(Data items)
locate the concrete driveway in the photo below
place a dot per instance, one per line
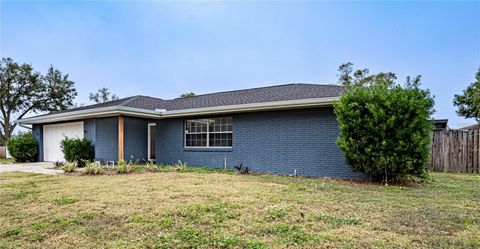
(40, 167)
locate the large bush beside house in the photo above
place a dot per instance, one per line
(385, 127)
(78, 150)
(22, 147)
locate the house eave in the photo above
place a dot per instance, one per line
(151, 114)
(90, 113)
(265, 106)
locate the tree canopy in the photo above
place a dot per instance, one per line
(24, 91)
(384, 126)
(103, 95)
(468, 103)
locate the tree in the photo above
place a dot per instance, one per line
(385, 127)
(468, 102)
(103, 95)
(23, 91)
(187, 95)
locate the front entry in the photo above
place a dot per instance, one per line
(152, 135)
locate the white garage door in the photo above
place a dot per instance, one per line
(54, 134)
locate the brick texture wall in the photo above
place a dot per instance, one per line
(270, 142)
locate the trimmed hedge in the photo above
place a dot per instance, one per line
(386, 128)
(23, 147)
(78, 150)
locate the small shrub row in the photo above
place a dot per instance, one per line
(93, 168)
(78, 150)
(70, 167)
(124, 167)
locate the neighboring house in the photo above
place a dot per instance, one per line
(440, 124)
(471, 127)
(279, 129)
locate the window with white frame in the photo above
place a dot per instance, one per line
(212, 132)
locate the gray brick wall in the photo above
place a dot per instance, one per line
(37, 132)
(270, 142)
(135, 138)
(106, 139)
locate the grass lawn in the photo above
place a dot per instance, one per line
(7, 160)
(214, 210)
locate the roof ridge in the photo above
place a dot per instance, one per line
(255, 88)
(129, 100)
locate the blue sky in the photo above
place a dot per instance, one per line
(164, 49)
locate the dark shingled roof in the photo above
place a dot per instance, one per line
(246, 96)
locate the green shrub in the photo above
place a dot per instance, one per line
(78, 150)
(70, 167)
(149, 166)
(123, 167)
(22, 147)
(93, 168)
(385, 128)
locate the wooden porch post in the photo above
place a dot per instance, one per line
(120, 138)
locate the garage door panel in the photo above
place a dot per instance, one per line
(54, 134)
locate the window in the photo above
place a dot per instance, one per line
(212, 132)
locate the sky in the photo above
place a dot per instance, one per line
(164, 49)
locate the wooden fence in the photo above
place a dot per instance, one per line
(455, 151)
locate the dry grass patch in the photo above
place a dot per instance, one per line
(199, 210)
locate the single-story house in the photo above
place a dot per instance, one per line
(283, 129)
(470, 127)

## EXERCISE AIM
Exactly as written, return every line of the listing, but not the pictures.

## OUTPUT OF THE EXERCISE
locate the concrete driveway in the photo below
place a dot per instance, one per line
(40, 167)
locate the large bush beside house in the photo above
place a dot per instance, one per line
(385, 127)
(78, 150)
(22, 147)
locate the house eave in the photo above
place a dot per instance, one per line
(151, 114)
(90, 113)
(265, 106)
locate the tree canopy in the photo above
place a dot per instance, one per line
(24, 91)
(384, 126)
(103, 95)
(468, 103)
locate the tree in the photo above
place a dot per instance, one per line
(385, 127)
(468, 102)
(103, 95)
(23, 91)
(187, 95)
locate the front entry in the photo above
place a dot per instance, one per line
(152, 135)
locate the white garage door in the photo above
place a dot per instance, one per line
(54, 134)
locate the brick texture wall in the photo above
place a dot per instance, one per line
(270, 142)
locate the trimmed hedge in the photo above
place a dot per instance, one per line
(386, 128)
(23, 147)
(78, 150)
locate the small shrub row in the photo above
place a dot per instance, one per line
(93, 168)
(78, 150)
(70, 167)
(124, 167)
locate the neighboring house in the photo above
place a dot per instance, one per line
(440, 124)
(471, 127)
(279, 129)
locate the window with white frame in the photo above
place a dot per instance, one per line
(212, 132)
locate the gray brick wall in the photo above
place a dot per instance, one per line
(37, 132)
(270, 142)
(135, 138)
(106, 139)
locate the grass lawn in the photo above
place a dot per instance, one per line
(7, 160)
(214, 210)
locate the roof ridge in the photo above
place a dot per instance, one per line
(255, 88)
(129, 100)
locate the blue sky in the photo above
place a dot per instance, one per line
(164, 49)
locate the dark shingled roof in the photo above
place a dot per instance, one per line
(246, 96)
locate the green shrub in the photo above
place a dot per instance, one per line
(78, 150)
(70, 167)
(149, 166)
(123, 167)
(22, 147)
(93, 168)
(385, 128)
locate the wooden porch post in the photo above
place a dot per instance, one per line
(120, 138)
locate the garage door panel in the photo above
place a dot per instance, one per line
(54, 134)
locate the window in the photo above
place a dot per instance, one per line
(212, 132)
locate the sky in the photo above
place a dot per instance, one per line
(164, 49)
locate the wooden fence in the photo above
place a dot per instance, one per line
(455, 151)
locate the dry grass patch in the photo above
place a dot per instance, one per line
(199, 210)
locate the single-story house in the photo above
place a dot per instance, one per line
(283, 129)
(470, 127)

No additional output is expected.